• [Available records]
- - - - -

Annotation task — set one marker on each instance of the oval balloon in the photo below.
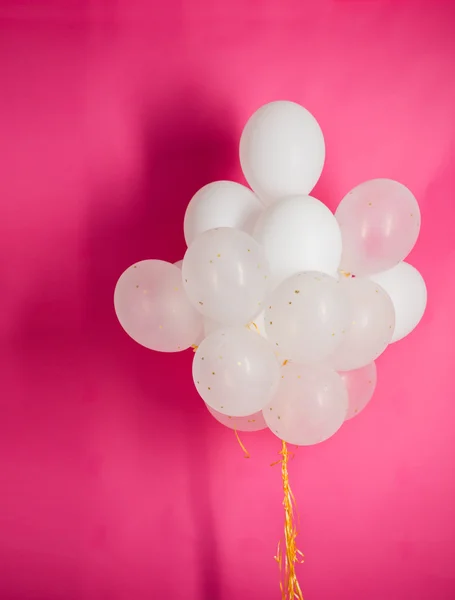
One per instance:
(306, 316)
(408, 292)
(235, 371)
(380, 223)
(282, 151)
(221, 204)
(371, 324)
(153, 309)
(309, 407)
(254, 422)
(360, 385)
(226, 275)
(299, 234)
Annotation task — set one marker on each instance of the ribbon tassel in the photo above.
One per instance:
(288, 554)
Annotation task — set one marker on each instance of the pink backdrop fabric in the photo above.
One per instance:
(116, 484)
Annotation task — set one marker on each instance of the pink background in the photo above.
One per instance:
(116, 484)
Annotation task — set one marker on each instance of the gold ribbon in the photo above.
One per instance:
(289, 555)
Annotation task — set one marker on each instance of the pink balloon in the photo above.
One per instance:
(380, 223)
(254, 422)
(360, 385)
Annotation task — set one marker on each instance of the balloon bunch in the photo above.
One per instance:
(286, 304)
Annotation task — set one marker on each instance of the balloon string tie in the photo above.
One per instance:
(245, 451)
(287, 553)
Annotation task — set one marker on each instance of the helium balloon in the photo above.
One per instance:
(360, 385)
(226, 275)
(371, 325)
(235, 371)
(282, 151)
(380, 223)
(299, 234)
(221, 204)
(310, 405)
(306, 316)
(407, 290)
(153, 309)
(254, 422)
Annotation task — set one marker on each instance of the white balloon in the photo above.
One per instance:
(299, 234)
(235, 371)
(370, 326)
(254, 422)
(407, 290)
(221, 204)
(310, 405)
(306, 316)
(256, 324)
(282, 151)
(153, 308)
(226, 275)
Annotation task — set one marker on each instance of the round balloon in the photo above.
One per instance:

- - - - -

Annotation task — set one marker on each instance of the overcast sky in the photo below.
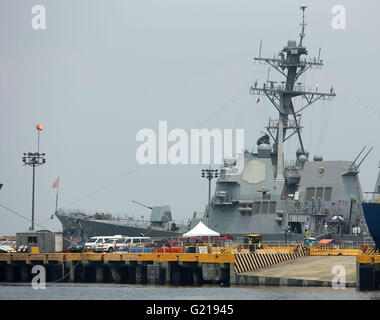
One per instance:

- - - - -

• [What is expected] In the entries above, restate word for word the lines between the one holding "tassel in the photo above." and the one holding "ribbon in the photo above.", inclusive, and nothing besides.

• [Result]
Annotation task — set one marker on each instance of the ribbon tassel in the photo above.
One per instance:
(288, 554)
Annotation task — set one marker on each instance of the pink backdrop fabric in the photo above.
One per instance:
(116, 484)
Annotation task — set one marker on each instance of the pink background in the photo above.
One per instance:
(116, 484)
Annotation task — set one marker on each instance of the gold ribbon in the photo above.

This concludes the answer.